- [Excerto da fonte]
Acórdão nº 1487/17.8T9FNC.L1-9 de Court of Appeal of Lisbon (Portugal), 04 de Abril de 2019
Magistrado Responsável | ALMEIDA CABRAL |
Data da Resolução | 04 de Abril de 2019 |
Emissor | Court of Appeal of Lisbon (Portugal) |
Decisão Texto Parcial:
Acordam, em conferência, os Juízes da 9.ª Secção do Tribunal da Relação de Lisboa: 1 – No Juízo Local Criminal do Funchal, Juiz 1, Processo Comum Singular n.º 1487/17.8T9FNC, onde são arguidos AA e BB – CC, foram estes julgados e condenados: - O AA, pela prática de um crime de abuso de confiança contra a segurança social, p. p. nos termos dos artºs. 105.º, nºs. 1, 4 e 5 e 107.º, n.º 1, todos do RGIT, na pena de doze meses de prisão, suspensa na sua execução sob a condição de, no mesmo prazo, entregar à Instituição FF a importância de mil euros; - A CC, pela prática de um crime de abuso de confiança contra a segurança social, p. p. nos termos dos artºs. 105.º, nºs. 1, 4 e 5 e 107.º, n.º 1, todos do RGIT, na pena de duzentos e quarenta dias de multa, à taxa diária de 5,00 €uros.

- [Enunciado 1] De acordo com o excerto do acórdão, a que pena foi condenado o arguido AA?
- [Enunciado 2] Indique se cada uma das afirmações seguintes está de acordo com o excerto do acórdão, citando as palavras decisivas do texto: (a) a decisão foi tomada pelos juízes da 9.ª Secção do Tribunal da Relação de Lisboa; (b) a CC foi condenada a uma pena de prisão; (c) o processo correu no Juízo Local Criminal do Funchal.
O material não tem qualquer relevância para o que aqui se pede.

- [Listagem]

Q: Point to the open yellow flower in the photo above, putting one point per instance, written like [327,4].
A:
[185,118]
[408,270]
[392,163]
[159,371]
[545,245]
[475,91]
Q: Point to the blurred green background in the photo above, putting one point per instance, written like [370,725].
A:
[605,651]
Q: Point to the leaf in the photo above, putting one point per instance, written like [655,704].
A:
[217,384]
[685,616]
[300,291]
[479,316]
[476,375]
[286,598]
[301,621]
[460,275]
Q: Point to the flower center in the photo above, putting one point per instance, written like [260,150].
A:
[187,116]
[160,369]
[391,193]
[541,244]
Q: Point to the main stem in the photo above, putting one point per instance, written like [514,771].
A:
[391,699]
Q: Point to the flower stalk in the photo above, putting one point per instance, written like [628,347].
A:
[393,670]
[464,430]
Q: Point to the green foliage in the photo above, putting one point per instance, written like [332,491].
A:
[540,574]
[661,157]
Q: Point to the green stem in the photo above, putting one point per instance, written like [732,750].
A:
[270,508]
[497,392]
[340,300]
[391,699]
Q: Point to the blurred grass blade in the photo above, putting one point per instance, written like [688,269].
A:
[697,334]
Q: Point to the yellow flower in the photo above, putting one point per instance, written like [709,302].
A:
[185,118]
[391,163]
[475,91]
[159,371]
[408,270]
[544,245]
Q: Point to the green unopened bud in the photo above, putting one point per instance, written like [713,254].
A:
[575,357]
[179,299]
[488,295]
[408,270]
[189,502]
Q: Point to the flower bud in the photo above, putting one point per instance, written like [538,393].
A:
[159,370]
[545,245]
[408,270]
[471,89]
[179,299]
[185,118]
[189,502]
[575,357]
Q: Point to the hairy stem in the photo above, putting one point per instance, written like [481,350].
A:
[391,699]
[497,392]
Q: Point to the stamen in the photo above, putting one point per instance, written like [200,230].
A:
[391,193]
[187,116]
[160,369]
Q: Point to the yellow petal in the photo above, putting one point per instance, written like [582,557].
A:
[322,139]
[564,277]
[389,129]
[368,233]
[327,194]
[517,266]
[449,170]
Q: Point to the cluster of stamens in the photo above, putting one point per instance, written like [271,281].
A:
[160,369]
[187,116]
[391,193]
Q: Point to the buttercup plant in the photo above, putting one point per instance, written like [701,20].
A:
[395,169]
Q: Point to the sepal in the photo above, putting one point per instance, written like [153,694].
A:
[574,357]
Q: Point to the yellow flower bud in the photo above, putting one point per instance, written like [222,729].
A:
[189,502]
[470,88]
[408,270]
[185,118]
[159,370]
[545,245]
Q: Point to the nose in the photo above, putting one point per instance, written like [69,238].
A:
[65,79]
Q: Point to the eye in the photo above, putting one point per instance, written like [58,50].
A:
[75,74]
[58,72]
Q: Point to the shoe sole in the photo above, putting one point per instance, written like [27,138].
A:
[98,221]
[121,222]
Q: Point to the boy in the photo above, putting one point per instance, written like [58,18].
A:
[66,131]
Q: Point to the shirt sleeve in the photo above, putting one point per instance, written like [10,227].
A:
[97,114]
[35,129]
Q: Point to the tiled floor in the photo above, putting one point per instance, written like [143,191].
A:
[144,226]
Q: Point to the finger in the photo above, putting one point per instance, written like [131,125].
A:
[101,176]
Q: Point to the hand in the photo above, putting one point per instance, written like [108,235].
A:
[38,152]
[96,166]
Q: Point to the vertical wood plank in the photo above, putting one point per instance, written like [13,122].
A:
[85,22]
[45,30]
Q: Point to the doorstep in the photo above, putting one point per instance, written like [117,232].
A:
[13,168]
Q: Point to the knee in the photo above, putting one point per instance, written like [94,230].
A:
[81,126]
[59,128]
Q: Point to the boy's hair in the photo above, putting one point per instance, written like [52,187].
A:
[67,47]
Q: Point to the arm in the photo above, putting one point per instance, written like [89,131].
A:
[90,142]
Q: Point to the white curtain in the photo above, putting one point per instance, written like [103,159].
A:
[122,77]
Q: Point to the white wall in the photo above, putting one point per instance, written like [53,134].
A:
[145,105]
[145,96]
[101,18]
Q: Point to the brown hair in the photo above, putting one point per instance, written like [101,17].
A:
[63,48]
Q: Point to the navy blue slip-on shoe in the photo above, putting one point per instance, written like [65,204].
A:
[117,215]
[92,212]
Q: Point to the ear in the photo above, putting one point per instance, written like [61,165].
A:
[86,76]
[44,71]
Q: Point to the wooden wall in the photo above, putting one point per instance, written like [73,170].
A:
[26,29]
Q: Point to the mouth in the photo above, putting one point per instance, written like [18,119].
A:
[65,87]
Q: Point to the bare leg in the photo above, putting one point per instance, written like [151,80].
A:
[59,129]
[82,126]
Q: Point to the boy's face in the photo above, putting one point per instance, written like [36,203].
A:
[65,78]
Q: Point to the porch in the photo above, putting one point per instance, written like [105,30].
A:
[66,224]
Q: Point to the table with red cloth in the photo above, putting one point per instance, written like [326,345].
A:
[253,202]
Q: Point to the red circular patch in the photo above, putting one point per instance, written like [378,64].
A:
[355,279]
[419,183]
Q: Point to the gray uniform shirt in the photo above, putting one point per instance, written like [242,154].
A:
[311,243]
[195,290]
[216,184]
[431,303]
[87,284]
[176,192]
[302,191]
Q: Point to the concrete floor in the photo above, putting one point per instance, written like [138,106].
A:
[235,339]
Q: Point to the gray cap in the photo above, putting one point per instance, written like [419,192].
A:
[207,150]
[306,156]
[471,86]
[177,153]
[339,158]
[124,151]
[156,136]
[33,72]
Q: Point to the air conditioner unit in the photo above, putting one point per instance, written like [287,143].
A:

- [Resposta completa 1] A doze meses de prisão, suspensa na sua execução sob a condição de, no mesmo prazo, entregar à Instituição FF a importância de mil euros.

- [Resposta completa 2]
(a) Sim: «os Juízes da 9.ª Secção do Tribunal da Relação de Lisboa».
(b) Não: «na pena de duzentos e quarenta dias de multa».
(c) Sim: «No Juízo Local Criminal do Funchal, Juiz 1».